WHAT YOU SHOULD DO:
Print out the data below with every line intact.

[Recorded data]
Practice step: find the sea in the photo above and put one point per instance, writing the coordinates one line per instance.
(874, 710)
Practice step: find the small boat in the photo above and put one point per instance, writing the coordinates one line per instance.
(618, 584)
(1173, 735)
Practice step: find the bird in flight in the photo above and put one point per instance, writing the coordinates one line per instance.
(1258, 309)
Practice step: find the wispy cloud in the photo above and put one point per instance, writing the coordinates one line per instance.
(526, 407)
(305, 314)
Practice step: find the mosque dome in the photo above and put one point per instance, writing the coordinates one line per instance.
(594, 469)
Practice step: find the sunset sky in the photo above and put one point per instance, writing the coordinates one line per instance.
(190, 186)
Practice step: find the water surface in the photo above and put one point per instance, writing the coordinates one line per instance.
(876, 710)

RESULT OF THIS TASK:
Practice step: find the sea in the photo above and put one point per instance, writing the coordinates one line per instance.
(874, 710)
Practice step: find the small boat in the photo above and put one point per instance, writing the coordinates one line per instance.
(618, 584)
(1173, 735)
Practice step: find the bird in flight in the photo above and put one point per instance, writing the coordinates one line per instance.
(1258, 309)
Practice step: find the wispy cloud in the photo above and put one point per instance, writing the coordinates one line per instance.
(526, 407)
(305, 314)
Practice step: find the mosque dome in the photo above and put one point per instance, writing the coordinates one line per instance.
(594, 469)
Practice step: find the sunset sky in the photo above and put one point per instance, writing the coordinates one line per instance.
(190, 186)
Practice step: find the water surface in the photo above and put one point per instance, writing the coordinates one line per instance.
(876, 710)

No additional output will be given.